→ 提示された抜粋:
「こどもと話す民主主義」~教育者 工藤勇一さん、デンマーク在住 澤渡夏代ブラントさんのトークイベント

先月(公財)社会教育協会日野社会教育センター主催、
教育者の工藤勇一さん、デンマーク在住の澤渡夏代ブラントさんのトークイベントに参加しました。

澤渡さんは、日野社会教育センターがこの25年間30回福祉国家としてのデンマークを様々な分野から学ぶにあたり、研修をコーディネート。
本年著作「デンマークにみる普段着のデモクラシー」を出されました。

デンマークでは、対話や協働、相互理解と尊重、みなが幸せにという全体利益がはっきりした民主主義を
幼少期から実感する仕組みが根底にあるから、様々な施策がイキイキとしている

成人するまでのプロセスをみても
女性の社会進出が進み、子どもの96%が保育園で育つ環境のなか、
子どもをどういう大人に育てたら良いかが社会的議論の対象となり、全国の保育園全てで自己肯定感を高める保育計画・カリキュラムをもっている

その後の教育においては、様々な選択肢を設け、
18歳以上になると75%が2年程度のギャップイヤーを過ごし
仕事をしてお金を稼ぎ世界をみて自分の進みたい大学教育の道を進むことなどおはなしくださいました。

工藤先生は、
日本の借金は約1千兆円、高齢者の貯金は約2千兆円といわれている。

保存済みデータ項目
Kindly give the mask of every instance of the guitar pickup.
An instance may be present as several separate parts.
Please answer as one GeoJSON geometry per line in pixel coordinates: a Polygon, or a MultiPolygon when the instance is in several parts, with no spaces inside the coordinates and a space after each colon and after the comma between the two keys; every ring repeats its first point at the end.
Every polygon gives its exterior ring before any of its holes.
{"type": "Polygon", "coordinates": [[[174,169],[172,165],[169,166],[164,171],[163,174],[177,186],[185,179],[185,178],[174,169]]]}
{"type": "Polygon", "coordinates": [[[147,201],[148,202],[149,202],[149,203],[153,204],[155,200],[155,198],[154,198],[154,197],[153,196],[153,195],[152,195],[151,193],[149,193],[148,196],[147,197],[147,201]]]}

→ 練習問題:
A. 抜粋について、次の問いに答えてください。
(i) 日野社会教育センターは、デンマークを学ぶ研修を何年間で何回行ったとされていますか。
(ii) デンマークで保育園で育つ子どもの割合は何%ですか。
(iii) 高齢者の貯金は約いくらといわれていますか。
B. 抜粋の「デンマークでは、対話や協働、」から「日本の借金は約1千兆円、高齢者の貯金は約2千兆円といわれている。」まで(両端の語句を含む)を書き写してください。
C. 抜粋の一文「日本の借金は約1千兆円、高齢者の貯金は約2千兆円といわれている。」を英語に訳してください。

→ 解答:
A.
(i) 25年間で30回
(ii) 96%
(iii) 約2千兆円

B.
デンマークでは、対話や協働、相互理解と尊重、みなが幸せにという全体利益がはっきりした民主主義を
幼少期から実感する仕組みが根底にあるから、様々な施策がイキイキとしている

成人するまでのプロセスをみても
女性の社会進出が進み、子どもの96%が保育園で育つ環境のなか、
子どもをどういう大人に育てたら良いかが社会的議論の対象となり、全国の保育園全てで自己肯定感を高める保育計画・カリキュラムをもっている

その後の教育においては、様々な選択肢を設け、
18歳以上になると75%が2年程度のギャップイヤーを過ごし
仕事をしてお金を稼ぎ世界をみて自分の進みたい大学教育の道を進むことなどおはなしくださいました。

工藤先生は、
日本の借金は約1千兆円、高齢者の貯金は約2千兆円といわれている。

C. Japan's debt is said to be about 1,000 trillion yen, and the savings of elderly people about 2,000 trillion yen.